→ What this task involves:
Restate the entire listing word for word.

→ Extracted information:
* * * * * * *
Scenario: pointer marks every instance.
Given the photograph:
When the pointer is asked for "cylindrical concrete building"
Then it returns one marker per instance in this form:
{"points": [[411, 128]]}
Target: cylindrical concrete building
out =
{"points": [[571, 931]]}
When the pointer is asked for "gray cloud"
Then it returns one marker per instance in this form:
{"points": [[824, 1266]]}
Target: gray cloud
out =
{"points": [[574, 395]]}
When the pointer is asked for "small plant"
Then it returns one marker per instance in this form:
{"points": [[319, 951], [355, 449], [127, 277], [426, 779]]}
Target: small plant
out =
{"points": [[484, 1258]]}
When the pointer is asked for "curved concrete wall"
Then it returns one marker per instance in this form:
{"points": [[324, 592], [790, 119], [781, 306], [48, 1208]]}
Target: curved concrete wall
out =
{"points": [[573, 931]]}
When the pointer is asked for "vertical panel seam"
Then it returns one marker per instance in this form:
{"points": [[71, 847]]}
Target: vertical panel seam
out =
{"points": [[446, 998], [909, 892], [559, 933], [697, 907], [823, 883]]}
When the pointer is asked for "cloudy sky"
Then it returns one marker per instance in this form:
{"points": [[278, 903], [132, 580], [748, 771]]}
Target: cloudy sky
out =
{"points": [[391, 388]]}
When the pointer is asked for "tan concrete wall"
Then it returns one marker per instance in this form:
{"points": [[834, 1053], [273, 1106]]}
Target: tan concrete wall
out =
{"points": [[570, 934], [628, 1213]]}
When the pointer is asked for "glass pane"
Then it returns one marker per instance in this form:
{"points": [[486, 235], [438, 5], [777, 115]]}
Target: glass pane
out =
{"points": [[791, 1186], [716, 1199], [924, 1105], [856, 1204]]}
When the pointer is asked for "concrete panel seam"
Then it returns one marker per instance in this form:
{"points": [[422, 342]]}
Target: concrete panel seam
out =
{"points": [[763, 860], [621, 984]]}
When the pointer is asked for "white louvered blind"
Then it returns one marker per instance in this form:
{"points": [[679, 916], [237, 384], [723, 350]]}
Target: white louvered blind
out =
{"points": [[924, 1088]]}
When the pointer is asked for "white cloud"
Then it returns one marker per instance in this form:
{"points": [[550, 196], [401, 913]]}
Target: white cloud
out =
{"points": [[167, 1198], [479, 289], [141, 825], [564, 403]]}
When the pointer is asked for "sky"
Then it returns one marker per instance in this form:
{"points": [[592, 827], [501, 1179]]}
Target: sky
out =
* * * * * * *
→ Solved problem:
Scenario: pointer marks every instance.
Given the photograph:
When the pointer is asked for "cylindrical concrete building"
Then it returns one marker per instance in this form:
{"points": [[411, 128]]}
Target: cylindrical concrete building
out =
{"points": [[571, 931]]}
When the pointer is asked for "gray cloud"
Then it returns one marker per instance in this form:
{"points": [[824, 1266]]}
Target: gray cloud
out =
{"points": [[574, 395]]}
When the pointer is asked for "small plant"
Then it returns one marker per instance in this form:
{"points": [[319, 951], [355, 449], [127, 277], [426, 779]]}
Target: small plant
out =
{"points": [[484, 1258]]}
When the pointer is asked for "curved concrete wall"
Then it returns one marker per instance in this form:
{"points": [[324, 592], [790, 119], [781, 306], [48, 1208]]}
Target: curved concrete wall
out =
{"points": [[573, 931]]}
When the pointer is asked for "vertical panel seam"
Then it returns one marker per instance in this form:
{"points": [[71, 847]]}
Target: vertical panel seam
out =
{"points": [[446, 998], [909, 892], [559, 933], [697, 907], [823, 883]]}
When the pointer is asked for "cloudy sky"
Then it returns one marker per instance in this form:
{"points": [[278, 903], [132, 580], [748, 771]]}
Target: cloudy sky
out =
{"points": [[391, 388]]}
When the pointer is asked for "tan concrete wall"
Then it returns one marker per instance in this form:
{"points": [[834, 1053], [273, 1106]]}
Target: tan concrete wall
out =
{"points": [[570, 934], [628, 1213]]}
When the pointer is asked for "glass pane"
Then it returns one marker per instance in this form:
{"points": [[486, 235], [438, 5], [777, 115]]}
Target: glass pane
out =
{"points": [[791, 1186], [716, 1199], [924, 1105], [856, 1204]]}
When the pointer is asked for "concrete panel seam"
Then it returns one marker per instance in this form:
{"points": [[422, 342]]}
Target: concrete panel seam
out =
{"points": [[763, 860], [621, 984]]}
When the pointer is asked for "white louvered blind"
Then it returns one marker per instance in this form:
{"points": [[679, 916], [237, 384], [723, 350]]}
Target: white louvered blind
out =
{"points": [[924, 1088]]}
When the pointer is asked for "white cloud"
Then it returns one marker per instance in this form:
{"points": [[550, 196], [401, 913]]}
Target: white cloud
out =
{"points": [[167, 1198], [479, 289], [141, 825], [564, 403]]}
When the pointer is asked for "sky"
Then it returns one marker per instance in this form:
{"points": [[592, 827], [501, 1179]]}
Target: sky
out =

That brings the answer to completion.